Randolph Algernon Ronald Stewart, 12th Earl of Galloway (21 November 1892 – 13 June 1978) was the son of Randolph Stewart, 11th Earl of Galloway, styled Viscount Garlies from 1901 to 1920.

Early life
His father, the second son of the 9th Earl of Galloway, inherited the earldom upon the death of his uncle, Alan Stewart, 10th Earl of Galloway, in 1901.

He was educated at Harrow School, followed by the Royal Military College, Sandhurst, from where he graduated and was commissioned into the Scots Guards. He served with the regiment during World War I.

Career
Upon the outbreak of World War II, he served as the first Commanding Officer of the 7th Battalion, King's Own Scottish Borderers.
━━━━━━━━
Resume the biography of the 12th Earl of Galloway after its last sentence, carrying on in the same style.
━━━━━━━━
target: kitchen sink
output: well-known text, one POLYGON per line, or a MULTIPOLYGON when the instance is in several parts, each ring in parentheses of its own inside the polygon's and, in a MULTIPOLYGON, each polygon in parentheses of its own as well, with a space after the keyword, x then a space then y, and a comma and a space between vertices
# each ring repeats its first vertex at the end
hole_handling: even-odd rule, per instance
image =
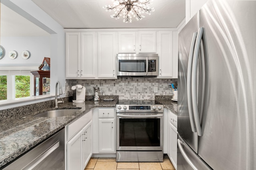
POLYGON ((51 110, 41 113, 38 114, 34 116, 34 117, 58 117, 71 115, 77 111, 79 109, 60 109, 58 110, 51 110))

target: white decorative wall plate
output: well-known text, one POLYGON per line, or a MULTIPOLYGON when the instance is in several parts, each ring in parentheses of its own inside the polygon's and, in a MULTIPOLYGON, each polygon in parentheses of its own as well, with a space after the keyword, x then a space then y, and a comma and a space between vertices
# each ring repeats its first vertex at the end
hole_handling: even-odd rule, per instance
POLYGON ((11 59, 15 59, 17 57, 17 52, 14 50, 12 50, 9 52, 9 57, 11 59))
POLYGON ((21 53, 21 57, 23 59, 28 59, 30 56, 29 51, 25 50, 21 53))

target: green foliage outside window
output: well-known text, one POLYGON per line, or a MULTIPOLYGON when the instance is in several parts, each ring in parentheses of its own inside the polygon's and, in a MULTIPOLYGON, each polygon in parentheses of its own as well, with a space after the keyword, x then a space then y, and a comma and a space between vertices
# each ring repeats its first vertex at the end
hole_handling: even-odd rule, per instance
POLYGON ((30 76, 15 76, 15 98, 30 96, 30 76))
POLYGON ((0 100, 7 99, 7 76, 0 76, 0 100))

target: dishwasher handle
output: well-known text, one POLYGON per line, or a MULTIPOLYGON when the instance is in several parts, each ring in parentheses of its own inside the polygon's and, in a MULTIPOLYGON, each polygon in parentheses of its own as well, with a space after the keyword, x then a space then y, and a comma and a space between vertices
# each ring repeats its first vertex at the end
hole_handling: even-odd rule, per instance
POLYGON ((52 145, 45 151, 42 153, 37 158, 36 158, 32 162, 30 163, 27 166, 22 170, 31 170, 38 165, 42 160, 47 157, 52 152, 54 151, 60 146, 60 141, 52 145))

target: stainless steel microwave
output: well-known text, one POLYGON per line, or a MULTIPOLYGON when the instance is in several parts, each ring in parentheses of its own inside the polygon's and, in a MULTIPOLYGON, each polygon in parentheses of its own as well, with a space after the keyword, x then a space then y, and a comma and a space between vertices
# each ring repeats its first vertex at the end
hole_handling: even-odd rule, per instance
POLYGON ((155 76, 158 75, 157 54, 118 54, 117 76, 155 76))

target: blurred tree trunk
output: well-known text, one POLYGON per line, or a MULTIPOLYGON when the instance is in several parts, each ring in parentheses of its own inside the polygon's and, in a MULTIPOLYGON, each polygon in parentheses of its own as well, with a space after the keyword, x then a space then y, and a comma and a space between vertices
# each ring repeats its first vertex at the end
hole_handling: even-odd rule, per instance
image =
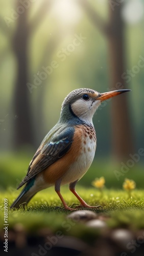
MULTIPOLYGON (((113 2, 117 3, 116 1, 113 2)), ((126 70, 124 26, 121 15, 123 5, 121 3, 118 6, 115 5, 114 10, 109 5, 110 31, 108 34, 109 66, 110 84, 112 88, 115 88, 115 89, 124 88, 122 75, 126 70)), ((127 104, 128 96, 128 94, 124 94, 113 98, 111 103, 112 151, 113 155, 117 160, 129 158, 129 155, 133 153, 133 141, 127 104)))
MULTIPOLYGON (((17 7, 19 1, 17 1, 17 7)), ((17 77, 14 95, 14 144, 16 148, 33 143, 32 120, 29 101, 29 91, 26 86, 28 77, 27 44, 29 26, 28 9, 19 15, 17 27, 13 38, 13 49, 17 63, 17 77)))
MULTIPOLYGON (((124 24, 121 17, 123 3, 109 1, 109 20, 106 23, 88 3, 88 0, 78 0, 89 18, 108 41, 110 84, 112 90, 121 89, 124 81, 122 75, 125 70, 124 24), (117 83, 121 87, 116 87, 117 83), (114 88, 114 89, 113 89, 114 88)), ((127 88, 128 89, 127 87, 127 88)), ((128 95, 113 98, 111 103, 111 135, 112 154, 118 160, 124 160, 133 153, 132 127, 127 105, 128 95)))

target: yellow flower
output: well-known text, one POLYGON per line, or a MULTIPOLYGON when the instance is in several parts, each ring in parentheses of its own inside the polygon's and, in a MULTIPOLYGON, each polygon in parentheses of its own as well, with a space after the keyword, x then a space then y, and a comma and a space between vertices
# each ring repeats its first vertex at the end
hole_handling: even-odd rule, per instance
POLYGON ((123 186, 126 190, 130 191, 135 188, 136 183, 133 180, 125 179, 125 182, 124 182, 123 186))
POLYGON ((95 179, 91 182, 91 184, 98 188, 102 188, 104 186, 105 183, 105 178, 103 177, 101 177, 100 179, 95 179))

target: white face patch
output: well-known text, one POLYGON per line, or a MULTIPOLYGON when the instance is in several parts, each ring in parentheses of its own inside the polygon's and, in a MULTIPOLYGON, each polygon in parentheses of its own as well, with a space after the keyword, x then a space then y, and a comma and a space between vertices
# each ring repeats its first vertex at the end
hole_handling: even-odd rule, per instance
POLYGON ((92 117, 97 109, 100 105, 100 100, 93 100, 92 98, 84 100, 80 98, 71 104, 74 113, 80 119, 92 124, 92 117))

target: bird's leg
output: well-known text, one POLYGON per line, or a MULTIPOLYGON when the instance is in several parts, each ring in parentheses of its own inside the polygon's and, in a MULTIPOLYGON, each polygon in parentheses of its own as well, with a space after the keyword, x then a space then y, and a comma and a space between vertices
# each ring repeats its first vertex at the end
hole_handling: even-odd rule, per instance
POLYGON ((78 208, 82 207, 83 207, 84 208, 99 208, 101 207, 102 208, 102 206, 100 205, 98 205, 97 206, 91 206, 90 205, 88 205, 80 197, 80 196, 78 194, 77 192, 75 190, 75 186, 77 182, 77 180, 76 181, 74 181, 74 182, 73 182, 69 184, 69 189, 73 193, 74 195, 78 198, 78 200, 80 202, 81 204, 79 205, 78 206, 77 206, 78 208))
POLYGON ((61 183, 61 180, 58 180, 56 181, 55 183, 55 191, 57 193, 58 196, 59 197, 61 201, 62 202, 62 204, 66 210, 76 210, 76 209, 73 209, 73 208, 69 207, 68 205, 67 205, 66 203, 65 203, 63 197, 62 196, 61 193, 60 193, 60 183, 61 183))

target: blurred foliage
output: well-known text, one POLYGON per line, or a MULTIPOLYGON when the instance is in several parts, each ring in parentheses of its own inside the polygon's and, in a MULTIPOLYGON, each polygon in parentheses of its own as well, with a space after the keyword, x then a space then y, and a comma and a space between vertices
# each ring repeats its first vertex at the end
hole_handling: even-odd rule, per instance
━━━━━━━━
**Response for this exercise:**
Personal life
On 14 October 1924, he married American heiress Philippa Fendall Wendell at St Margaret's, Westminster. Philippa was the second daughter of Jacob Wendell III and Marian ( Fendall) Wendell, who had been living in England for several years. Marian was in turn the granddaughter of Philip Richard Fendall II, the District Attorney of the District of Columbia. Philippa was the sister of Anne Catherine Tredick Wendell, first wife of Henry Herbert, 6th Earl of Carnarvon. Randolph and Philippa had the following children:

 Lady Antonia Marian Amy Isabel Stewart (1925–2017), who married Mark Dalrymple, 3rd Baronet of New Hailes.
 Randolph Keith Reginald Stewart, 13th Earl of Galloway (1928–2020)

Lady Galloway died on 22 February 1974. Lord Galloway died on 13 June 1978 at which time he was succeeded in his titles by his son, Randolph. On his death, the earldom and other titles passed to Randolph's second cousin once removed, Andrew Clyde Stewart, a great-great-grandson of the 9th Earl.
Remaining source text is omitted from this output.